Region labeling lines
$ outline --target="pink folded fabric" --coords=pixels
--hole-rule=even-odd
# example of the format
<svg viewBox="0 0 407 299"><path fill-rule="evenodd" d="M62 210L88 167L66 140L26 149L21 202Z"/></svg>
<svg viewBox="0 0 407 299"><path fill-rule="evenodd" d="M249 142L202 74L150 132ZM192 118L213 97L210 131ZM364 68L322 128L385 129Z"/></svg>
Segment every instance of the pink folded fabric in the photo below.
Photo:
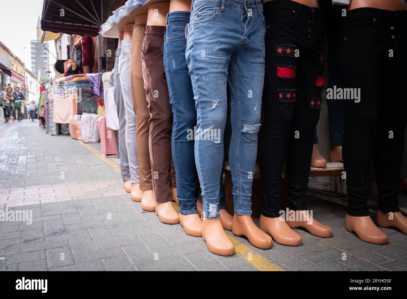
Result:
<svg viewBox="0 0 407 299"><path fill-rule="evenodd" d="M57 124L69 124L69 116L77 114L77 96L75 94L54 96L54 122Z"/></svg>
<svg viewBox="0 0 407 299"><path fill-rule="evenodd" d="M104 155L116 155L116 144L114 142L113 130L106 125L106 116L101 116L96 121L99 128L102 153Z"/></svg>

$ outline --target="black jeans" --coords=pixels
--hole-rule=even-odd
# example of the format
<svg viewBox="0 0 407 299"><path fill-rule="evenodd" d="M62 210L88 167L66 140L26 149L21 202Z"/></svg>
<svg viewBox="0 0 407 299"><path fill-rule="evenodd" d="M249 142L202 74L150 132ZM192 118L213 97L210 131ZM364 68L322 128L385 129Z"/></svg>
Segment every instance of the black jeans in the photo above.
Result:
<svg viewBox="0 0 407 299"><path fill-rule="evenodd" d="M320 9L294 1L266 2L264 13L266 70L259 145L262 214L276 217L284 162L289 207L306 209L313 137L324 80L325 25Z"/></svg>
<svg viewBox="0 0 407 299"><path fill-rule="evenodd" d="M398 212L398 183L407 124L407 11L349 11L342 23L339 45L342 82L346 87L360 89L359 103L345 101L342 154L348 213L369 215L368 180L372 155L377 208Z"/></svg>
<svg viewBox="0 0 407 299"><path fill-rule="evenodd" d="M321 9L324 13L328 40L328 87L333 88L334 86L340 87L340 65L338 53L338 37L340 30L338 24L341 23L342 9L341 5L334 6L331 1L319 1ZM346 107L344 101L327 99L328 108L328 122L329 125L329 144L341 146L345 132L346 116ZM318 143L317 132L314 136L314 144Z"/></svg>

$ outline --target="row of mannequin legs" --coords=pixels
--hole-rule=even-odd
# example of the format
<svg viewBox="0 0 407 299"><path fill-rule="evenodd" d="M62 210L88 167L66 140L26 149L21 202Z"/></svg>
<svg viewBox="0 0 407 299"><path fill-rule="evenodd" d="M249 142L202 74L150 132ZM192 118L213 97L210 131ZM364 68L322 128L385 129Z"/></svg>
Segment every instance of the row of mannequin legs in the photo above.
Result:
<svg viewBox="0 0 407 299"><path fill-rule="evenodd" d="M354 3L357 0L352 0ZM134 24L125 26L124 32L120 34L119 48L116 52L114 72L115 76L117 76L117 79L115 79L114 86L116 106L120 105L118 102L120 100L122 104L120 106L122 108L117 109L119 121L122 123L122 129L119 128L119 135L124 136L119 137L119 139L125 140L126 145L125 146L122 145L120 149L125 189L131 193L132 200L141 201L144 210L155 211L160 220L164 223L174 224L179 222L187 234L202 236L206 242L210 251L217 254L228 255L234 252L233 245L224 229L232 231L236 236L245 236L252 244L263 249L271 247L272 240L270 236L276 242L284 245L300 244L301 237L293 230L293 228L302 227L315 236L329 238L332 235L332 229L313 219L306 209L307 174L310 166L310 163L306 162L306 157L309 157L308 161L311 160L313 135L319 118L321 109L319 100L324 83L324 33L322 29L319 29L323 26L324 20L319 12L317 1L284 1L282 7L285 7L284 6L287 5L287 3L289 3L288 5L293 6L294 9L291 10L294 12L291 16L292 19L296 17L296 9L299 7L301 9L297 12L300 14L301 9L303 12L300 17L305 21L306 18L309 18L308 24L312 25L309 25L309 32L312 29L312 34L317 36L318 39L313 40L313 42L315 43L315 46L309 50L309 53L307 52L308 50L301 50L305 49L305 46L302 47L302 43L305 45L307 42L304 39L304 37L296 40L297 37L294 37L288 41L284 33L281 33L280 36L276 37L275 33L271 30L271 33L266 31L266 84L270 82L273 84L265 87L263 96L271 99L278 97L278 99L284 103L279 102L278 105L281 106L277 108L274 106L275 103L263 103L265 111L268 111L267 109L269 109L270 113L265 113L265 118L261 122L262 131L259 133L262 194L263 203L265 203L265 204L263 205L259 227L258 227L253 222L250 215L250 181L252 178L250 177L250 173L254 172L257 156L257 133L259 132L260 123L260 109L257 110L257 105L254 105L253 109L245 109L250 108L254 103L256 104L250 98L253 97L261 98L263 90L263 76L261 80L258 81L254 80L252 81L255 82L245 83L247 84L244 87L239 86L236 89L232 87L234 83L238 85L238 82L239 84L241 83L239 80L245 75L244 72L239 69L240 63L245 63L243 61L247 59L252 59L253 57L250 57L251 55L256 56L260 61L261 56L264 55L264 46L262 48L261 44L263 43L264 45L264 40L263 38L258 38L256 35L261 36L262 32L264 35L266 28L269 28L268 20L272 19L273 22L278 22L278 17L271 17L275 12L277 12L277 15L278 14L280 3L283 1L270 0L265 2L265 3L271 2L265 4L265 7L266 5L269 8L273 6L272 9L269 8L267 12L267 10L265 11L265 22L263 14L257 12L257 10L260 11L260 8L262 7L260 1L246 2L245 3L243 0L240 1L241 3L239 0L233 1L234 3L236 2L236 5L241 4L243 8L242 12L239 12L239 22L241 21L242 26L250 26L252 27L246 27L247 30L243 31L241 44L234 48L238 48L239 51L232 48L233 44L229 45L228 42L225 42L231 48L230 63L228 72L228 66L226 65L225 75L216 77L214 75L214 70L218 72L218 69L222 68L219 64L206 64L208 63L207 55L210 58L214 57L211 52L211 47L216 47L217 45L211 44L212 42L209 41L209 39L202 39L208 41L208 44L206 45L199 44L202 42L202 39L199 40L197 38L193 39L190 39L190 37L204 35L205 33L201 29L205 28L202 27L204 24L208 26L206 28L208 30L214 30L210 24L215 21L207 22L210 20L207 18L206 20L205 16L207 18L208 14L212 14L213 19L221 22L223 17L221 14L228 11L228 0L221 0L222 5L218 6L217 8L215 8L215 10L209 12L206 11L207 8L203 8L202 5L200 7L199 4L197 4L195 8L197 11L193 10L193 19L191 15L190 20L190 0L171 0L169 2L156 3L150 5L147 14L137 16ZM223 6L225 3L226 8ZM302 6L298 6L301 4ZM200 11L201 9L204 10ZM403 9L402 7L399 10ZM223 9L225 10L222 11ZM256 12L252 16L251 14L253 11ZM234 16L234 15L231 15L230 17ZM249 17L253 18L253 22L247 22ZM284 22L282 20L282 23ZM292 22L292 20L290 22ZM320 25L320 27L319 27ZM280 28L280 26L277 23L270 23L270 27L287 29L282 26ZM228 36L225 35L227 33L229 34ZM232 33L232 31L218 33L221 40L221 37L224 35L225 41L228 40L229 38L233 39ZM247 34L247 36L245 36L245 34ZM308 38L311 35L310 34ZM247 42L250 40L250 37L255 42L259 41L260 46L252 45L253 47L250 48L249 43ZM231 42L234 41L232 40ZM239 42L241 42L240 40ZM295 76L292 76L293 73L290 72L293 71L290 70L289 69L290 68L287 67L293 65L293 61L297 61L296 59L294 60L294 52L291 54L289 52L289 47L293 44L295 44L295 47L301 48L301 55L303 55L300 56L298 61L300 61L300 59L302 60L300 62L297 61L296 67L292 68L295 70L297 77L300 79L298 79L297 83L293 80ZM278 48L278 47L279 48ZM272 59L275 59L276 61L271 62L273 54L268 53L276 50L279 53L282 48L282 50L287 52L286 55L273 56ZM195 52L192 50L193 48ZM198 50L196 50L197 48ZM199 55L196 52L197 50L200 51ZM228 48L222 50L226 52L230 51ZM258 50L259 51L258 55L253 54ZM317 54L316 57L314 57L315 53ZM307 55L311 57L308 61L306 58ZM258 63L254 58L252 60L253 63L250 65L252 68L243 70L249 73L252 72L253 74L261 74L264 63L262 66L261 61ZM313 60L318 60L317 63L314 63ZM304 63L303 65L301 64L302 63ZM272 65L278 67L272 68L268 67ZM203 68L202 65L205 65L207 69ZM310 78L312 77L309 82L305 80L308 77L301 73L302 68L307 65L313 68L315 73L309 76ZM258 70L255 68L257 67L259 67ZM278 69L277 77L273 73L276 68ZM333 72L335 72L335 71ZM316 83L315 77L317 78ZM284 81L281 78L284 78ZM314 80L313 82L311 82L312 80ZM225 98L225 86L228 82L232 99L230 106L232 132L229 159L234 183L235 210L233 216L224 209L221 191L221 169L224 163L222 139L226 122L225 115L222 113L227 109ZM120 85L116 84L116 82L119 82ZM333 83L331 81L330 84ZM338 83L338 85L340 84ZM200 94L200 92L202 91L204 94L208 92L204 90L205 84L211 85L213 89L210 93L207 92L207 94L212 95L207 99L200 100L199 97L202 96ZM217 84L220 87L219 90ZM224 91L223 90L223 84L225 85ZM275 92L276 85L280 91L278 94ZM186 86L189 87L186 87ZM311 86L312 88L309 87ZM186 91L186 89L188 90ZM300 96L302 95L304 98L306 98L300 104L296 104L295 102L295 92L298 94L299 90L302 94L302 95L300 92ZM247 97L248 99L246 102L243 102L246 100L243 100L241 95L245 94L250 95ZM292 94L293 98L290 99ZM192 100L193 98L195 98L195 100ZM236 101L236 98L242 99L239 100L242 105ZM309 101L309 98L310 99ZM290 118L280 116L279 117L281 118L278 119L270 118L270 115L275 114L276 109L281 109L283 105L284 108L282 115L291 115ZM301 105L304 105L304 108ZM279 122L278 123L274 123L277 121ZM284 122L286 123L284 125L286 129L283 128L281 129L278 127ZM197 131L199 129L203 131L206 129L217 129L220 127L221 142L199 140L195 132L194 138L192 140L185 140L184 138L183 139L182 135L185 133L185 130L181 129L182 126L180 124L183 122L185 124L184 129L187 131L188 129L195 127ZM205 127L203 124L211 123L215 123L217 125L214 125L211 127L212 125ZM306 130L304 129L306 125L309 127ZM276 128L279 131L276 131ZM298 128L303 139L300 138L295 140L287 137L291 131L298 131L297 129ZM179 129L180 131L177 131ZM270 135L270 130L273 131L274 137ZM194 140L195 138L197 140ZM283 142L283 139L286 141ZM280 143L281 145L278 145ZM245 144L255 144L255 146L249 145L247 146L248 147L245 147ZM341 161L341 145L332 145L331 159ZM282 148L285 148L286 147L287 151L283 151ZM247 148L249 149L248 151L246 150ZM222 155L214 155L215 153L221 153ZM278 165L275 165L276 159L273 160L270 158L274 155L281 156ZM302 160L306 163L299 164L298 157L300 156L305 157L305 160ZM289 181L290 179L295 179L297 180L295 182L298 183L297 186L295 183L292 183L289 186L289 198L291 197L291 201L289 202L289 207L291 211L296 211L297 215L300 216L299 218L286 219L285 220L275 214L276 213L278 214L279 207L278 203L281 197L280 182L284 162L289 172ZM186 164L190 167L188 168L186 166ZM270 172L270 169L273 170L272 172ZM203 203L197 201L195 184L197 170ZM248 176L246 172L249 173ZM298 180L298 177L300 177L301 180ZM178 184L177 190L176 181ZM291 182L294 181L292 181ZM173 200L179 205L179 215L171 202ZM270 204L269 202L272 203ZM396 226L405 233L407 232L407 221L405 218L399 210L391 212L394 214L391 220L389 219L387 211L378 211L378 224L384 227ZM201 221L201 215L202 214L203 221ZM385 244L387 242L387 236L377 229L368 216L348 214L346 218L346 227L350 231L355 232L359 238L367 242L381 244Z"/></svg>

■ The task:
Reproduce the lines above, from the first one through the line that contains "155L116 155L116 144L114", and omit the pictures from your answer.

■ Task answer:
$ outline --target="pink folded fabric" --coords=pixels
--hole-rule=even-odd
# example of the format
<svg viewBox="0 0 407 299"><path fill-rule="evenodd" d="M62 210L88 167L66 140L26 149L21 202Z"/></svg>
<svg viewBox="0 0 407 299"><path fill-rule="evenodd" d="M249 142L202 74L150 132ZM192 118L213 97L210 131ZM364 68L322 128L385 129Z"/></svg>
Segment every instance of the pink folded fabric in the photo below.
Photo:
Result:
<svg viewBox="0 0 407 299"><path fill-rule="evenodd" d="M57 124L69 124L69 116L77 114L77 96L75 94L54 96L54 122Z"/></svg>
<svg viewBox="0 0 407 299"><path fill-rule="evenodd" d="M104 155L116 155L116 144L114 142L113 130L106 125L106 116L101 116L96 121L99 128L102 153Z"/></svg>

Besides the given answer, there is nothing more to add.